Text extract:

┄┄┄┄┄┄┄┄┄┄

I went through the test twice: I scored 119 on the first take, 121 on the second. There was an entire section dedicated to trivia. Did not care for that. Not that it matters--as you said, an I.Q. is just a number.

**EDIT**

(Just wanted to add that I scored a 140 on the other High IQ Society test. )

********



Sifr said:


> Heh, I wish I had Tammet's mind in general. Bastard indeed. :tongue:
> I am attempting to do something similar, though.


What are you attempting to do? If you don't mind me asking.


----------



## Nightriser (Nov 8, 2008)

EaRMo said:


> What are you attempting to do? If you don't mind me asking.


Create associations. In fact, my dad has been hinting at doing what Tammet suggests for many years now. He always tells me to encode things, especially for memorization, in visual images. It's not surprising, coming from someone who had photographic memory. I have a few vivid associations, but they are not always distinct. "Four" and "five" both have a texture like an apple or potato, perhaps a bit of the sound of cutting through either. Also, some have more than one associated image. So far, the system I've built is very limited, but it should be interesting to see what effect it has on my memory and creativity.


----------



## Zulban (Nov 11, 2008)

Sifr said:


> So far, the system I've built is very limited, but it should be interesting to see what effect it has on my memory and creativity.


I'm quite sceptical of the influence a created arbitrary association has on creativity. In fact I would think that it is a negative influence on creativity, since you will be coming up with potato ideas when thinking about five... This would seem like a random extra creative thought, when really you should associate five with other relevant things, like five being the average family size, or five fingers on a hand.

Creating associations (essentially, creating links in your brain) by connecting two things that have absolutely no significance damages creativity, at least relevant creativity. I think...
I'm sure it helps memory piles though.


----------



## Nightriser (Nov 8, 2008)

┄┄┄┄┄┄┄┄┄┄

Exercise objective: Repeat word for word the part of the forum thread about memory associations, starting at "(Just wanted to" and ending at "something similar, though.".

Source material:
┄┄┄┄┄┄┄┄┄┄

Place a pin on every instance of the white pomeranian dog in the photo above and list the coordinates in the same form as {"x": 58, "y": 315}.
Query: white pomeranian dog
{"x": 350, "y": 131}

┄┄┄┄┄┄┄┄┄┄

Solution to the exercise:
(Just wanted to add that I scored a 140 on the other High IQ Society test. )

********



Sifr said:


> Heh, I wish I had Tammet's mind in general. Bastard indeed. :tongue:
> I am attempting to do something similar, though.